*** Text section ***
SIZING UP BIG EVENTS
ROBERT LANDRY ILLUSTRATION
With Mardi Gras near, people in the local hospitality industry must be gleefully rubbing their hands together. Their growing anticipation of the city’s signature annual celebration surely is working them into a frenzy, right?
To a degree, yes. Carnival season is a highly anticipated time of year among New Orleans-area hotel, restaurant and entertainment managers. Though it’s a little too early to estimate crowd sizes at Mardi Gras 2010, industry sources seem to expect attendance at least equal to that of 2009 – a pretty good turnout, by most accounts.
So innkeepers and restaurateurs are, indeed, looking forward to a potentially lucrative Carnival season. Somewhat surprisingly, though, many say that while Mardi Gras is the whopper of all local celebrations, some other annual and occasional events nudge out the big party when it comes to filling rooms and tables. The annual Allstate Sugar Bowl, for instance, tops many lists.
Gil Sanchi, general manager of the Marriott New Orleans Hotel on Canal Street, says the room-filling chart-toppers are major sports events that come to town occasionally. “The two really big ones are Super Bowl and (NCAA Men’s) Final Four,” he says. The pro football championship is next scheduled in New Orleans in 2013, and the Men’s Final Four college basketball tournament is slated here in 2012.
Sanchi says those two events not only put heads in beds, as hoteliers like to say, but also generate heavy spending in restaurants, retail and entertainment establishments. He adds that the BCS college football championship game, when it lands in New Orleans, is also a great revenue-generator.
“People get very excited about the big games, and it seems to put them in a spending mood,” Sanchi says. “All of these events are not just good for the hospitality industry, they’re very good for the city too.” He adds that having the New Orleans Saints playing well is a huge public relations bonus.
Right behind the big sports events, Sanchi likes to see big conventions come to town. “Any citywide convention that draws 15,000 or more people affects hotels immensely,” he says, citing as an example the American Society of Hematologists, which convened here in early December.
*** End of Text section ***
*** Data block ***
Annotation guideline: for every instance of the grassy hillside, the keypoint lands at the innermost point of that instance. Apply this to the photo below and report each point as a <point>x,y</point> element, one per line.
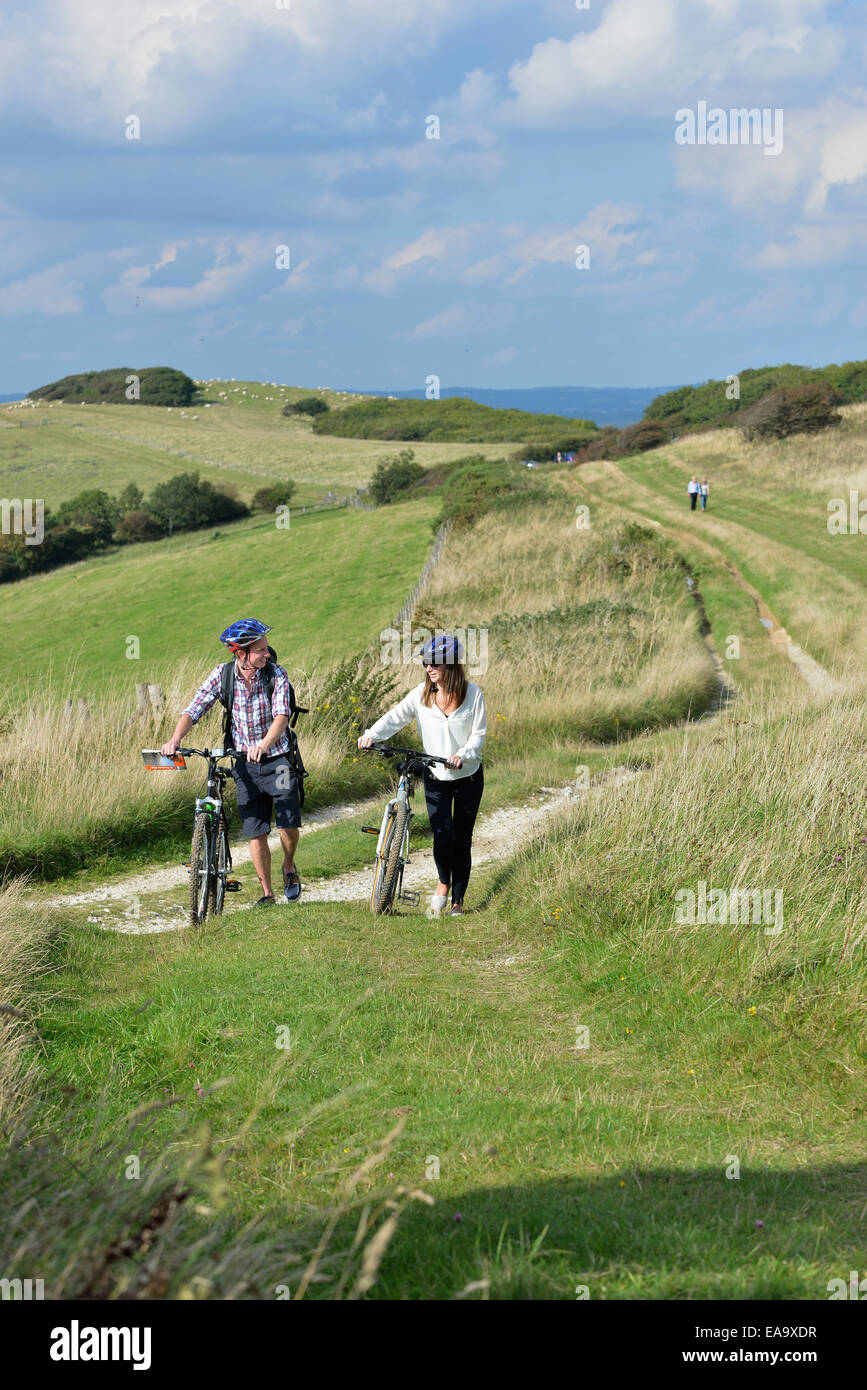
*** End of Data block ***
Rewrite the article on sizing up big events, starting with "So innkeepers and" and going on through "tops many lists.", with "innkeepers" changed to "hotel owners".

So hotel owners and restaurateurs are, indeed, looking forward to a potentially lucrative Carnival season. Somewhat surprisingly, though, many say that while Mardi Gras is the whopper of all local celebrations, some other annual and occasional events nudge out the big party when it comes to filling rooms and tables. The annual Allstate Sugar Bowl, for instance, tops many lists.